Task to complete |
Output every line below exactly.

*** Data shown

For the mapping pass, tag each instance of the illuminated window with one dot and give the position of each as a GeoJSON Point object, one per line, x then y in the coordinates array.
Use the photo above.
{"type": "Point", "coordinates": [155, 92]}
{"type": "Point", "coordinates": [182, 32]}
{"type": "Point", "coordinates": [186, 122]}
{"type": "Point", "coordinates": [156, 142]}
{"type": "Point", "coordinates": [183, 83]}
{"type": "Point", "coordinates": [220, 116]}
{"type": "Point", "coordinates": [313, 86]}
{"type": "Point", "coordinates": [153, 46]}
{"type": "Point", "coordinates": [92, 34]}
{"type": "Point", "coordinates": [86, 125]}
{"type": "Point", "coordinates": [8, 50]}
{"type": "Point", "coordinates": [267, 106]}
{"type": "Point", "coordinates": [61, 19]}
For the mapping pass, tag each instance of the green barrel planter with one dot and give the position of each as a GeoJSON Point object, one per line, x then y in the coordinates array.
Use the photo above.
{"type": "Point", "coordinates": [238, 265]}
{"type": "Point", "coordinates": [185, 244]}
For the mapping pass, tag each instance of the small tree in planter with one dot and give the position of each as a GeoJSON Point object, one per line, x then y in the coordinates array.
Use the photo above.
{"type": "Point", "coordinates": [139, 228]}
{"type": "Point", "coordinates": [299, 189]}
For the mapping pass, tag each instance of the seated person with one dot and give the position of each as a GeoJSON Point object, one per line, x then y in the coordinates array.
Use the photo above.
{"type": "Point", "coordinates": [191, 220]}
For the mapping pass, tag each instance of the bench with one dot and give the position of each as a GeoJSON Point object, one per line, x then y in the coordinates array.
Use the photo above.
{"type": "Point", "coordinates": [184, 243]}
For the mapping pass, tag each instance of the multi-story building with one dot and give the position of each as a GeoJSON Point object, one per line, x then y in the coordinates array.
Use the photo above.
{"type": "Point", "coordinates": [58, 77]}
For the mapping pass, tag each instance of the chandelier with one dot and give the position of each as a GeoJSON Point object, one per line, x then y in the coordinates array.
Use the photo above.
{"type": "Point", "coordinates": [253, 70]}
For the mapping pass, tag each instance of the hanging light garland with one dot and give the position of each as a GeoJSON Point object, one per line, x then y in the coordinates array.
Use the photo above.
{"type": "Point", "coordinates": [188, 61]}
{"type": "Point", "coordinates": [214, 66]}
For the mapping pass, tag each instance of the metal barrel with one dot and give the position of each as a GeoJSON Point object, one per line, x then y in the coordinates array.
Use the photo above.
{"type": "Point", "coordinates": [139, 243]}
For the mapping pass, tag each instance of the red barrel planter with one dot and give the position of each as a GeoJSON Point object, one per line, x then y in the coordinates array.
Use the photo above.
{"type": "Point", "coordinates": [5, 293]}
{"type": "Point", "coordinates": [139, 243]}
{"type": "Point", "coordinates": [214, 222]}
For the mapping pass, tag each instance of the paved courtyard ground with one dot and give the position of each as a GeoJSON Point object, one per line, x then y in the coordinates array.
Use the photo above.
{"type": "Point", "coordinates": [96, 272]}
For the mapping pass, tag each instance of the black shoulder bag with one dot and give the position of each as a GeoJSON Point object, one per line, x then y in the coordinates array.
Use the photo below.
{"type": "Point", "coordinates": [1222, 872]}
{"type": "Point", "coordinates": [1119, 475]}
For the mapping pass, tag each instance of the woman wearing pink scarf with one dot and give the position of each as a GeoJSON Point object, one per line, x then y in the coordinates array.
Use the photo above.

******

Output for this task |
For the mapping pass, tag each instance of the illuminated window with one dot and give the position of each as a GeoJSON Point object, one per line, x then y in the coordinates array.
Use the photo above.
{"type": "Point", "coordinates": [155, 92]}
{"type": "Point", "coordinates": [182, 32]}
{"type": "Point", "coordinates": [186, 122]}
{"type": "Point", "coordinates": [156, 142]}
{"type": "Point", "coordinates": [183, 83]}
{"type": "Point", "coordinates": [220, 116]}
{"type": "Point", "coordinates": [313, 86]}
{"type": "Point", "coordinates": [153, 46]}
{"type": "Point", "coordinates": [92, 34]}
{"type": "Point", "coordinates": [86, 125]}
{"type": "Point", "coordinates": [8, 50]}
{"type": "Point", "coordinates": [267, 106]}
{"type": "Point", "coordinates": [61, 19]}
For the mapping pass, tag each instance of the green barrel planter with one dot and give the position of each as a GeoJSON Point object, one per line, x then y in the coordinates array.
Use the photo above.
{"type": "Point", "coordinates": [238, 265]}
{"type": "Point", "coordinates": [185, 244]}
For the mapping pass, tag each instance of the small tree in planter with one dot and give the position of each as a GeoJSON Point object, one per line, x then y in the coordinates array.
Use the photo above.
{"type": "Point", "coordinates": [139, 228]}
{"type": "Point", "coordinates": [299, 189]}
For the mapping pass, tag each instance of the seated person with one dot and give the position of each as a GeoJSON Point object, one per line, x then y in the coordinates array.
Use the photo above.
{"type": "Point", "coordinates": [191, 220]}
For the mapping pass, tag each instance of the bench with one dot and give the position of each as a GeoJSON Point object, one per line, x then y in the coordinates array.
Use the photo above.
{"type": "Point", "coordinates": [184, 243]}
For the mapping pass, tag each instance of the multi-story building with one dot and give the position of each as a GeoJSON Point object, one per line, x then y in the coordinates array.
Use the photo above.
{"type": "Point", "coordinates": [58, 77]}
For the mapping pass, tag each instance of the chandelier with one dot and give the position of each as a GeoJSON Point object, one per line, x then y in the coordinates array.
Use the photo above.
{"type": "Point", "coordinates": [253, 70]}
For the mapping pass, tag each instance of the hanging light garland with one dot and give the position of each as a GeoJSON Point object, one per line, x then y in the coordinates array.
Use the photo above.
{"type": "Point", "coordinates": [188, 61]}
{"type": "Point", "coordinates": [214, 66]}
For the mapping pass, tag each instance of the metal barrel with one dot and give the position of each as a GeoJSON Point object, one per line, x then y in the coordinates array.
Use the photo above.
{"type": "Point", "coordinates": [139, 243]}
For the mapping pass, tag each instance of the red barrel planter with one dot and give the position of each as a GeoJSON Point object, one per line, x then y in the coordinates array.
Use the photo above.
{"type": "Point", "coordinates": [5, 293]}
{"type": "Point", "coordinates": [139, 243]}
{"type": "Point", "coordinates": [214, 222]}
For the mapping pass, tag each instance of the paved courtyard ground with one dot and give the position of each as a GeoJSON Point object, one per line, x then y in the coordinates array.
Use the photo above.
{"type": "Point", "coordinates": [96, 272]}
For the mapping pass, tag each instance of the black shoulder bag with one dot and give the position of each as a GeoJSON Point object, one per line, x then y in the coordinates array.
Use the photo below.
{"type": "Point", "coordinates": [1222, 872]}
{"type": "Point", "coordinates": [1119, 475]}
For the mapping pass, tag each instance of the woman wearing pink scarf with one dot and give the position of each as a GeoJSON Point object, one per line, x then y in the coordinates array.
Use the photo above.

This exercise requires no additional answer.